> _Exercise requirements_
(1) In the passage on constitutional entrenchment, rewrite the stretch from "However, a codified" through "for contemporary amendments.", changing "barriers" to "obstacles".
(2) Carry the passage on constitutional supremacy further, starting right after its final sentence.

> _Extract provided_
---

However, a codified constitution won’t be a panacea. It will need to be a living document with the flexibility to be interpreted and altered as the world changes. Recent debates on gun control in the US and the right to self-determination in Catalonia demonstrate that constitutions can also be barriers to change if they do not allow for contemporary amendments.
Entrenchment and Constitutional Supremacy
The idea of entrenchment goes hand in hand with that of Constitutional Supremacy whereby the Constitution becomes the supreme law of the land and cannot, at least in its fundamental features, be altered save by wide popular consent. Constitutional Supremacy embodies the notions of:
- A constitution, codified and accessible, that in principle invalidates any laws that are inconsistent with it, and
- Entrenchment whereby the latter’s provisions cannot be altered or repealed by Parliament under pressure from a government intent on making rules for itself. Neither should the provisions of a constitution be altered by plebiscitary consent through majority vote without controls in the form of constitutional checks and balances. Such checks and balances, in turn, should be so designed that minority interests are protected and the enduring moral and ethical dimension of the settlement that the constitution sets forth be secure.

---

> _Dataset entries_
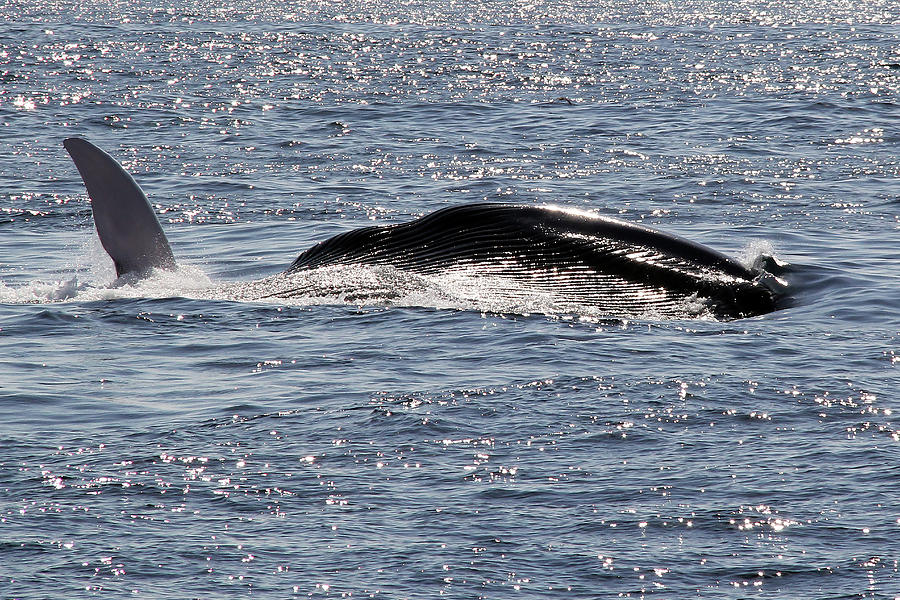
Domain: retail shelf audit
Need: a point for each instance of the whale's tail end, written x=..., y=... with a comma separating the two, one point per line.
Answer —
x=125, y=221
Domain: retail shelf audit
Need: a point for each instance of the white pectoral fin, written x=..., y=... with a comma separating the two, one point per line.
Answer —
x=125, y=221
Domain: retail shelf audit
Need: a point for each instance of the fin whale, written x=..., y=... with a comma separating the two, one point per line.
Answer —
x=618, y=268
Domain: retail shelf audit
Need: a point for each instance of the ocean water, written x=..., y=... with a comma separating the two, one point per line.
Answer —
x=159, y=442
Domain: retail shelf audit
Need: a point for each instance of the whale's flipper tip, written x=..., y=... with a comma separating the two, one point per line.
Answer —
x=125, y=221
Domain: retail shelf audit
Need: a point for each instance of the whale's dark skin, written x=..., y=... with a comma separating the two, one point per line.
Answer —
x=617, y=268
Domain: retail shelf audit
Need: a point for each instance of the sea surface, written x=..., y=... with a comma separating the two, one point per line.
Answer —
x=158, y=442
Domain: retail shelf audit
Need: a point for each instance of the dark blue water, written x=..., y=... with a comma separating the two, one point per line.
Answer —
x=165, y=441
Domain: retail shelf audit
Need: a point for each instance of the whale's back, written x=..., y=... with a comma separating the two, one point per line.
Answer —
x=577, y=258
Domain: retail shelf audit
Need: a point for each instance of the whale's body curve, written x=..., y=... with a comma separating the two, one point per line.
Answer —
x=616, y=268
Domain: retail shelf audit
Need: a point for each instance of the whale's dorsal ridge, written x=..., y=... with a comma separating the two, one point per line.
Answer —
x=125, y=221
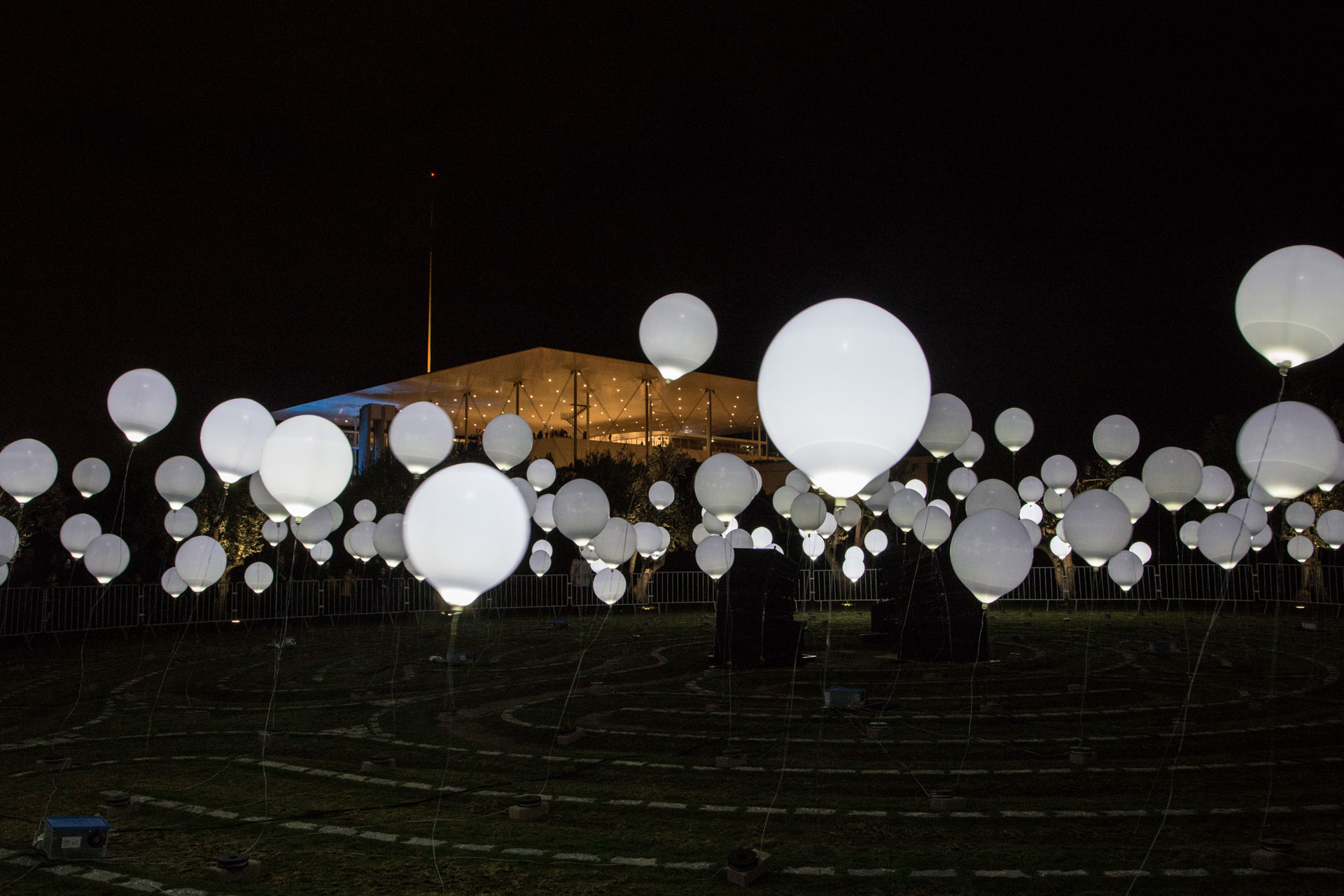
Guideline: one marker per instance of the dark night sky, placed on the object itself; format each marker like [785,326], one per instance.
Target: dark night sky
[1059,206]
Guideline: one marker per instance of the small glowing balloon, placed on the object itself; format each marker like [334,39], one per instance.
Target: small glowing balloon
[179,524]
[1329,528]
[1300,516]
[305,464]
[233,435]
[179,480]
[1031,489]
[1133,493]
[1288,448]
[1291,305]
[172,583]
[467,531]
[390,538]
[1190,533]
[948,425]
[1172,477]
[678,335]
[960,481]
[932,527]
[141,402]
[1116,438]
[1014,429]
[1224,539]
[1126,570]
[992,493]
[581,510]
[991,554]
[265,501]
[843,438]
[274,532]
[90,477]
[201,562]
[27,469]
[1215,489]
[106,558]
[77,532]
[971,450]
[258,577]
[662,495]
[1058,473]
[714,556]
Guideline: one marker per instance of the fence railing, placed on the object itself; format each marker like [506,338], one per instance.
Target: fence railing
[26,612]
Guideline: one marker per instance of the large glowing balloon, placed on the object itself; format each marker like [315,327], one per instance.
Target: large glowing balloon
[714,556]
[179,480]
[1291,305]
[1288,448]
[971,450]
[1014,429]
[258,577]
[507,441]
[305,464]
[724,485]
[467,531]
[77,532]
[1059,473]
[991,554]
[1224,539]
[946,426]
[390,536]
[844,437]
[106,558]
[141,402]
[581,510]
[1098,526]
[90,477]
[182,523]
[1172,477]
[678,333]
[1133,493]
[421,437]
[27,469]
[233,435]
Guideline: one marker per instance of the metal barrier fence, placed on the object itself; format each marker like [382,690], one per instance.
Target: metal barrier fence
[26,612]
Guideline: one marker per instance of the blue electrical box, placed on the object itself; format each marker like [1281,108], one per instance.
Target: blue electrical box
[74,837]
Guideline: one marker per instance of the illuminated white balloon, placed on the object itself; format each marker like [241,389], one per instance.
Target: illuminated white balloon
[465,530]
[27,469]
[258,577]
[971,450]
[179,480]
[305,464]
[991,554]
[106,558]
[581,510]
[179,524]
[390,536]
[233,435]
[1172,477]
[678,335]
[1291,305]
[843,438]
[141,402]
[201,562]
[948,425]
[421,437]
[1014,429]
[1288,448]
[76,533]
[90,477]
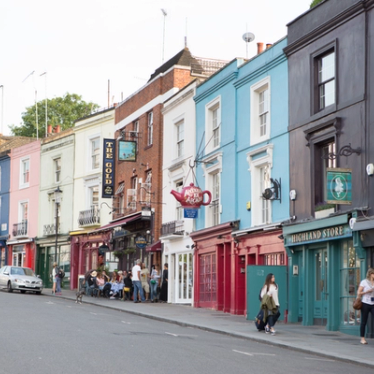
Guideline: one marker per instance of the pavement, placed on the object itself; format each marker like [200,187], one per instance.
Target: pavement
[313,340]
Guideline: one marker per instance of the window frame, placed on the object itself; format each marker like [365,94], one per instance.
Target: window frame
[150,121]
[258,88]
[213,133]
[315,58]
[256,162]
[22,183]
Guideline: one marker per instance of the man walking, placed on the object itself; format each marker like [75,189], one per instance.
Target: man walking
[137,283]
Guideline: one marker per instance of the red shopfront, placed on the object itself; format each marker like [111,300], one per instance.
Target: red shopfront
[21,253]
[221,259]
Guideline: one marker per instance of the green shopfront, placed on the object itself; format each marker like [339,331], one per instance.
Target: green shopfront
[326,265]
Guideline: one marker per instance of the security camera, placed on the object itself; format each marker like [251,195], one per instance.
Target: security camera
[293,195]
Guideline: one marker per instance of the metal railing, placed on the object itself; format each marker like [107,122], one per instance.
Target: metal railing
[20,229]
[172,228]
[89,217]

---

> _Outputs in order_
(1)
However, a codified constitution won’t be a panacea. It will need to be a living document with the flexibility to be interpreted and altered as the world changes. Recent debates on gun control in the US and the right to self-determination in Catalonia demonstrate that constitutions can also be obstacles to change if they do not allow for contemporary amendments.

(2)
A Citizen-built Constitution
Essential to meaningful constitutional change will be the second part of what we need to do: get the people involved. This could be achieved by adding to the three existing branches of government – Legislature, Executive and Judiciary – a fourth: a Civil Society Branch. Its principal expression could be the establishment of Standing Citizen Advisory Councils (one for each of the constituent peoples and over time for each of the English regions). Membership could be selected by sortition and stratified sampling at regular (say, two-year) intervals. Such Councils could be given a constitutionally entrenched double function as guardians of the constitution and as policy advisory and assessment bodies. They could have their own secretariats (to include constitutional and policy experts), their own media arms and independent budgets. Councils could be responsible for:
- Identifying at an early stage weaknesses in the Constitution and making recommendations with a view to future amendment by the Legislature;
- Commissioning Ad Hoc Citizen Assemblies to examine specific policy issues, for example, the implications of AI or of an ageing society, genetic engineering, policy responses to inequality, etc. The Executive and Legislature of the day should have statutory obligations regarding the recommendations of the Councils and of their Ad Hoc assemblies;
- Recruiting and training cohorts of citizens to sit on all the main policy implementation and assessment boards of the Executive, for example, the board of the Bank of England and the General Medical Council;
- Recruiting and training facilitators for Citizen Assemblies;
- Jointly with the Legislature, calling and duly preparing all referendums, the results of which would be binding on the Legislature
Now, let’s be clear: a written, living and readily accessible codified constitution will be no democratic panacea, no silver-bullet guarantee of our democratic future. But it would be a start to deciding how we create a shared future for ourselves, one that belongs to us all, and not just to some. It‘s the least we can offer ourselves. Besides, its framing by the people in country-wide Citizen Constitutional Conventions and Assemblies could prove the nation’s first experience of a new kind of democracy that is participative as well as representative.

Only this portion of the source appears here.